Return, word for word, the part of the records that begins with the line containing "Task: locate the green grass, a" and runs through the end of the records, including both ends.

> [Data supplied]:
- - -

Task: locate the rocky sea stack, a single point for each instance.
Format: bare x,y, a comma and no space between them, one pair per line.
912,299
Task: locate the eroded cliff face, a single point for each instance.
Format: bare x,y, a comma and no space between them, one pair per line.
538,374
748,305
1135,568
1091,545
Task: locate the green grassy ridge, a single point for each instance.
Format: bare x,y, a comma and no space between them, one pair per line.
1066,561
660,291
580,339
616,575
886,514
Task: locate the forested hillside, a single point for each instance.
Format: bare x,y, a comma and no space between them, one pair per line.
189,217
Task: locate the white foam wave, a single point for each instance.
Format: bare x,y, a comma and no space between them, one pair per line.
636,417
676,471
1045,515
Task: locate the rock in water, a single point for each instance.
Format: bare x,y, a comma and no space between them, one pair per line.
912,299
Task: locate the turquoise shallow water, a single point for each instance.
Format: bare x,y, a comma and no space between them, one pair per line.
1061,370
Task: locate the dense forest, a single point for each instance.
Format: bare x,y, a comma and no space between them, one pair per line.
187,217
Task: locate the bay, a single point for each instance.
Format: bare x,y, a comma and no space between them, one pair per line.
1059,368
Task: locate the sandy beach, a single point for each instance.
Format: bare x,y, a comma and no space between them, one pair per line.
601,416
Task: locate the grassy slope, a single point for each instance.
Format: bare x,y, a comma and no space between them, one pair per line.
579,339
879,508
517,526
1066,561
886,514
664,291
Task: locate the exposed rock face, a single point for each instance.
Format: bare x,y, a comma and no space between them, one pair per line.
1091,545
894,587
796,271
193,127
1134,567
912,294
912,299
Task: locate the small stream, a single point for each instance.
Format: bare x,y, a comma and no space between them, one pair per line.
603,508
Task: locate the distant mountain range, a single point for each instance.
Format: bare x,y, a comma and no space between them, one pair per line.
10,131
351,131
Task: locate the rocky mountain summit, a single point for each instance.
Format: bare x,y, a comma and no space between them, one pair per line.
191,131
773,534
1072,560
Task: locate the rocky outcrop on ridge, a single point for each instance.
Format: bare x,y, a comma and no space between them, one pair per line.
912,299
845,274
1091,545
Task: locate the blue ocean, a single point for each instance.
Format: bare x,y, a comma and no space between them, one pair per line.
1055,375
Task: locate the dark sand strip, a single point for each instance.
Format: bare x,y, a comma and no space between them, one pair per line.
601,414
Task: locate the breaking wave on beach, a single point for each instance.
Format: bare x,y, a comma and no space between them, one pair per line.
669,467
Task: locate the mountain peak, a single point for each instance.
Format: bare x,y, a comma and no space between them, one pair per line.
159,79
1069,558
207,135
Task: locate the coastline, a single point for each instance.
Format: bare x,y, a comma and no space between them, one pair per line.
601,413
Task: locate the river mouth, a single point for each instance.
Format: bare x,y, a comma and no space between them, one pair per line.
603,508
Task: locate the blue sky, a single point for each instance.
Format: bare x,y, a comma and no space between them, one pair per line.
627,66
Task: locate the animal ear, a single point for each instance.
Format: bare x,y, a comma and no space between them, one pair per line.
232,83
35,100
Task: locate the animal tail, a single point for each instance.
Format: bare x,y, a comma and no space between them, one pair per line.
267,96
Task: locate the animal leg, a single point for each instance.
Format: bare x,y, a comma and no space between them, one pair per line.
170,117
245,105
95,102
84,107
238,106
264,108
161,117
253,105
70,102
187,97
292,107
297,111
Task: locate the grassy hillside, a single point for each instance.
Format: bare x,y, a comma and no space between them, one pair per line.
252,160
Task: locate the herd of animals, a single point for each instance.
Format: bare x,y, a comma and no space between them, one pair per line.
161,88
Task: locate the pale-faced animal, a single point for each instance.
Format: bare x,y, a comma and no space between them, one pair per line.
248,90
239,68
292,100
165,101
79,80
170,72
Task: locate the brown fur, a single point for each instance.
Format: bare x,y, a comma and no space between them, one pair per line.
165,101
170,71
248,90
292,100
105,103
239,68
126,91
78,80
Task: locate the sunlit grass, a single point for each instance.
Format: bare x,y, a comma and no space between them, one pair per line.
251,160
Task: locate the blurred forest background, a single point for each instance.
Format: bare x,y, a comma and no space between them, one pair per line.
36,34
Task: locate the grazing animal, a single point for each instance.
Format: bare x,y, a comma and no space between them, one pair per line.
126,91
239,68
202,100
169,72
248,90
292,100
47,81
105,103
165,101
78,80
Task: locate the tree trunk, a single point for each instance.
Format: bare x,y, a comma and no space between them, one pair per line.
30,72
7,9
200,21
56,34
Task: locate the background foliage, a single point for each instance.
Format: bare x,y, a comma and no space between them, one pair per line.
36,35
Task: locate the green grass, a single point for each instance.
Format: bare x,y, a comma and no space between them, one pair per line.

- - -

> [Expected output]:
Task: locate the green grass, a single point for each instance.
Format: bare x,y, a comma and no space between them, one pair per line.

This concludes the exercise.